■ YOUR INSTRUCTIONS ■
From the line with "Where can the mountain" up to and including the line with "<point>46,573</point>", rewrite the records with "white van" changed to "white truck" and everything else left as it is.

■ GIVEN ENTRIES ■
****

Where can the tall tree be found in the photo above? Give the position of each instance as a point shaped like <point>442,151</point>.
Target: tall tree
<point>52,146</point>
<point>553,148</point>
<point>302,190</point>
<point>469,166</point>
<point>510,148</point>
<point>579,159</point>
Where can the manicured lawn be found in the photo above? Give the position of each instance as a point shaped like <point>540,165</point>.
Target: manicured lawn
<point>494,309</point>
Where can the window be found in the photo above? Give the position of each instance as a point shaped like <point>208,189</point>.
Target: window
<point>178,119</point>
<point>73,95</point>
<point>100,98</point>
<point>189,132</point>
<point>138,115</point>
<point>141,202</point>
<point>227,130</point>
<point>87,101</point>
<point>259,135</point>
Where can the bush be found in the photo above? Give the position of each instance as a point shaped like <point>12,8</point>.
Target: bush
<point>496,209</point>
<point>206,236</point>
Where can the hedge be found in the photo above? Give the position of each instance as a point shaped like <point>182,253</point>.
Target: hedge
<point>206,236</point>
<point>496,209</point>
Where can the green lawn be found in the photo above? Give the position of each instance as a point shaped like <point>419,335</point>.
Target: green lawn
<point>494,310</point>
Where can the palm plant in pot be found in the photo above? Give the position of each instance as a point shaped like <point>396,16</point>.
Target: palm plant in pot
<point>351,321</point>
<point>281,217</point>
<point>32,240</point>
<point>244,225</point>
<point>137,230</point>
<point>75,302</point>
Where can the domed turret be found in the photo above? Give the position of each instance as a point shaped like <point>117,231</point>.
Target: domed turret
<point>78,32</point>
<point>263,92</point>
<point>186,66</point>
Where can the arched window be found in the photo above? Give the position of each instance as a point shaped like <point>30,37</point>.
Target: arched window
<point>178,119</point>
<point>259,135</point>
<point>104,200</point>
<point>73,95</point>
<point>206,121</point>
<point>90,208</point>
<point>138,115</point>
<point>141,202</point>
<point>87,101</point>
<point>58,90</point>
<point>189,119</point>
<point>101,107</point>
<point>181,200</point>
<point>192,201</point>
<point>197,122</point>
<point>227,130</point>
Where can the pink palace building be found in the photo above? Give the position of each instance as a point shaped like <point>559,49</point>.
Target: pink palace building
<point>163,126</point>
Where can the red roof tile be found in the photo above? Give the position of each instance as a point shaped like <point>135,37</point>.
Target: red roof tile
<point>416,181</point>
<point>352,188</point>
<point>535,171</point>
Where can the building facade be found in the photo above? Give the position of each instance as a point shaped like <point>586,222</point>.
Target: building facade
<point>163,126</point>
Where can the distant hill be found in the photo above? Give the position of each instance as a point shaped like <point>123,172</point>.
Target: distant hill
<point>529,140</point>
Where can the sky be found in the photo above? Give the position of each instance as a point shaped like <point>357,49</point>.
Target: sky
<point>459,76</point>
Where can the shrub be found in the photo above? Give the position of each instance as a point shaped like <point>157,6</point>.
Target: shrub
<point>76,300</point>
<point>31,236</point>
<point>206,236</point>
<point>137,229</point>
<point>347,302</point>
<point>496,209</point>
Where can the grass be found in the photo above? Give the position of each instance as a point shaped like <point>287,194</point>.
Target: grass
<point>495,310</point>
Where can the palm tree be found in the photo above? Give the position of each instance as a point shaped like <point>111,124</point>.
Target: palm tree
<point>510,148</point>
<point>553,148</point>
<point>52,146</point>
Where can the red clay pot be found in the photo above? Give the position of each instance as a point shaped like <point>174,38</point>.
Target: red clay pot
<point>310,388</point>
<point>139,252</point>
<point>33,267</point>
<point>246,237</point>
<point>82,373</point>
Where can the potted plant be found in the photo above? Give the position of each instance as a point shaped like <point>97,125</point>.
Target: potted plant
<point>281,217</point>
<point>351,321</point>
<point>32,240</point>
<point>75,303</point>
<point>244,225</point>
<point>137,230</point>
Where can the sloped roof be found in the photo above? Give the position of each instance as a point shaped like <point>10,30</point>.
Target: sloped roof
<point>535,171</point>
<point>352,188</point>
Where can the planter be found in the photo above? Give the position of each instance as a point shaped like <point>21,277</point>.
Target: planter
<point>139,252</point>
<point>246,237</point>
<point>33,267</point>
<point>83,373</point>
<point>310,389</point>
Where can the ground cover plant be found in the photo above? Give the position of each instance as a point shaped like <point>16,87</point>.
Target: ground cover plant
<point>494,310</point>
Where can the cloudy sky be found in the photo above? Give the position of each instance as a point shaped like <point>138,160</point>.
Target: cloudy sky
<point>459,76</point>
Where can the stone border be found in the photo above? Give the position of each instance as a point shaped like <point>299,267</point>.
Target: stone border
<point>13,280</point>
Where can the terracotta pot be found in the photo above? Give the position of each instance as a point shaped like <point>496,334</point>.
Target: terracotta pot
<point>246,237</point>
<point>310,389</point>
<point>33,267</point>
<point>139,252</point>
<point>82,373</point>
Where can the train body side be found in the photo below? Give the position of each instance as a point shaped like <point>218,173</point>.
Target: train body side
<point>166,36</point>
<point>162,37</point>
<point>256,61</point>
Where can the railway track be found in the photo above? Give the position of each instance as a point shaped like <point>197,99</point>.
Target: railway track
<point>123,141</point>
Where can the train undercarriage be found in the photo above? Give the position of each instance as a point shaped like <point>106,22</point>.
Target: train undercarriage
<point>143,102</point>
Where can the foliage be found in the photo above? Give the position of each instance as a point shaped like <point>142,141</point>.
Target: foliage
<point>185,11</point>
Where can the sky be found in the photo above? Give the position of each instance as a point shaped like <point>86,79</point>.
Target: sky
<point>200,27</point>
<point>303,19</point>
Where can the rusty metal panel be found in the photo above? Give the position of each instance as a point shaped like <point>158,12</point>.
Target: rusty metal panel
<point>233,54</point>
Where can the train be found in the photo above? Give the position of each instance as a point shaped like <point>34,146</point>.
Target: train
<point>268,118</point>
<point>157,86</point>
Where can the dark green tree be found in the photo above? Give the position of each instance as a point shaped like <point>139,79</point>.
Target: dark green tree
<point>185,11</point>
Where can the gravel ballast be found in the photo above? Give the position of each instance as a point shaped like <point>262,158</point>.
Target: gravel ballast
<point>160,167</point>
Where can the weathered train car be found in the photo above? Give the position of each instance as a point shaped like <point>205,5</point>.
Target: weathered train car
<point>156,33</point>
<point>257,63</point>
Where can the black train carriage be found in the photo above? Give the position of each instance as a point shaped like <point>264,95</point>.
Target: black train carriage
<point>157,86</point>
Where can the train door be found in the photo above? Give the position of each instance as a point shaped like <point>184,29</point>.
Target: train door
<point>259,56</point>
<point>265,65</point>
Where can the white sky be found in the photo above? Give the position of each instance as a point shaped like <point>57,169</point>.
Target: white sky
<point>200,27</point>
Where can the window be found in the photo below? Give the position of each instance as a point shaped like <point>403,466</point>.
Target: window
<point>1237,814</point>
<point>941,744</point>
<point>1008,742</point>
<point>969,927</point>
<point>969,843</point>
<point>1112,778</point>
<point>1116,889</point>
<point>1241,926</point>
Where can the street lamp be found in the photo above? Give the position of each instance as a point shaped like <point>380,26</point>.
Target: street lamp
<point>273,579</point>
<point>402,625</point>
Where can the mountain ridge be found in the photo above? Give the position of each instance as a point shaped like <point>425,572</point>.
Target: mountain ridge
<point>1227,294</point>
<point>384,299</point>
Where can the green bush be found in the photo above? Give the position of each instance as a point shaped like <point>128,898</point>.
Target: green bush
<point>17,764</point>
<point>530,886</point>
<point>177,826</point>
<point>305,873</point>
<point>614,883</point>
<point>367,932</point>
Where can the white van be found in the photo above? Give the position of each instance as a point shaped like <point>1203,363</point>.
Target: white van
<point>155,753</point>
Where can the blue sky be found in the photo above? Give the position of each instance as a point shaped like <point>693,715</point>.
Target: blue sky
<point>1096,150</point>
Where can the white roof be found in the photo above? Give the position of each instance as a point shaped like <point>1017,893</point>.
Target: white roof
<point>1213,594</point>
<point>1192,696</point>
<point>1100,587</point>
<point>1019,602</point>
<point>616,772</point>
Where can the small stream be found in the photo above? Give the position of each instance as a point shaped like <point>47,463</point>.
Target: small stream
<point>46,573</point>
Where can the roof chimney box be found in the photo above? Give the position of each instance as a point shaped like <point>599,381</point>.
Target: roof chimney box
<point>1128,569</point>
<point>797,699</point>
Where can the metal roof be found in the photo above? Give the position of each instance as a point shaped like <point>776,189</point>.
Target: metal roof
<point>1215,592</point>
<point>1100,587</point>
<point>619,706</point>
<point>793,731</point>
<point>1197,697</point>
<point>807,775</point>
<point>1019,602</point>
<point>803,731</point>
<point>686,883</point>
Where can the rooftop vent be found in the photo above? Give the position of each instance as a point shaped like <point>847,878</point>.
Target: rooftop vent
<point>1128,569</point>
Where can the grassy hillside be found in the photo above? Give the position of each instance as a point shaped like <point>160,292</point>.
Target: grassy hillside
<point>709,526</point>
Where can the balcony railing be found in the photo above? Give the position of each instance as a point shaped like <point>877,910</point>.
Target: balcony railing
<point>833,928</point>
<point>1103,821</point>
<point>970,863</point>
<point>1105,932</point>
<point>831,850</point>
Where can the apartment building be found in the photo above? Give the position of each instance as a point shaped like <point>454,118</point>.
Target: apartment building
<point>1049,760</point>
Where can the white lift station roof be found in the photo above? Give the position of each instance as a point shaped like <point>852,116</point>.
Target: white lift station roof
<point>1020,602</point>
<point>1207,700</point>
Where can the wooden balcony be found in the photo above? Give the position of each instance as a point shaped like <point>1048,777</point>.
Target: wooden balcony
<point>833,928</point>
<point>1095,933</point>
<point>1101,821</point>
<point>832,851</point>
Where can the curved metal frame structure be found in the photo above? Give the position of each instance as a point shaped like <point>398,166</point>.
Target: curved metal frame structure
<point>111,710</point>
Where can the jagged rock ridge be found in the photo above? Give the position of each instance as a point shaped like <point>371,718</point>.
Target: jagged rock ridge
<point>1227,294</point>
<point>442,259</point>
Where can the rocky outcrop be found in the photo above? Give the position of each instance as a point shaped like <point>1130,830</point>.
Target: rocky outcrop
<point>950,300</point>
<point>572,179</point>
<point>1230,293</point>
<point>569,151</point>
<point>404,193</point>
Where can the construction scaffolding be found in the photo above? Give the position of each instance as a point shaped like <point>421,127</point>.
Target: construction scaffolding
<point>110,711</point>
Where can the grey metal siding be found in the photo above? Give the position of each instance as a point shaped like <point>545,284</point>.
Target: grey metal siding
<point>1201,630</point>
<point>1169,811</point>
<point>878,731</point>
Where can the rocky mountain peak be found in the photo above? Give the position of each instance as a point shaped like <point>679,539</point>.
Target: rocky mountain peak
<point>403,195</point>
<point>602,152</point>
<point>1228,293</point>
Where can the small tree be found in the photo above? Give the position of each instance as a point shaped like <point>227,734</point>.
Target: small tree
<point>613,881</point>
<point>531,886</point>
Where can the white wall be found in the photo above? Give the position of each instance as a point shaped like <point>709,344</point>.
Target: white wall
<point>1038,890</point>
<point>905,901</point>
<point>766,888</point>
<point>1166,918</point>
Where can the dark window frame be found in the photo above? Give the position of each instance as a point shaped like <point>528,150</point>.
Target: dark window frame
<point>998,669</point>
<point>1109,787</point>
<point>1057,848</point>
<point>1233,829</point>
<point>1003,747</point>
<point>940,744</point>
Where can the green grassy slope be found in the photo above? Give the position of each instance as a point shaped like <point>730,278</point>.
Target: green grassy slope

****

■ FULL OUTPUT ■
Where can the mountain ridge be found in the photo above? Give the position of each instance as a point shaped like <point>425,572</point>.
Target: mountain ridge
<point>1227,294</point>
<point>384,299</point>
Where can the green bush be found in the photo above? Give the position of each instance as a point shaped like <point>128,898</point>.
Target: green bush
<point>17,764</point>
<point>530,886</point>
<point>177,826</point>
<point>305,873</point>
<point>614,883</point>
<point>367,932</point>
Where can the white truck be found in the photo above? Give the position of each instance as a point shaped like <point>1203,363</point>.
Target: white truck
<point>155,753</point>
Where can the blue sky be found in the photo above? Give the position of each instance as a point shaped like <point>693,715</point>.
Target: blue sky
<point>1096,150</point>
Where can the white roof be found in the photo above? Give the position of each instance as a point shaped like <point>1017,893</point>.
Target: white roof
<point>1213,594</point>
<point>1192,696</point>
<point>1100,587</point>
<point>1019,602</point>
<point>616,772</point>
Where can the small stream be found in the photo above? Give the position of each instance as a point shaped like <point>47,463</point>.
Target: small stream
<point>46,573</point>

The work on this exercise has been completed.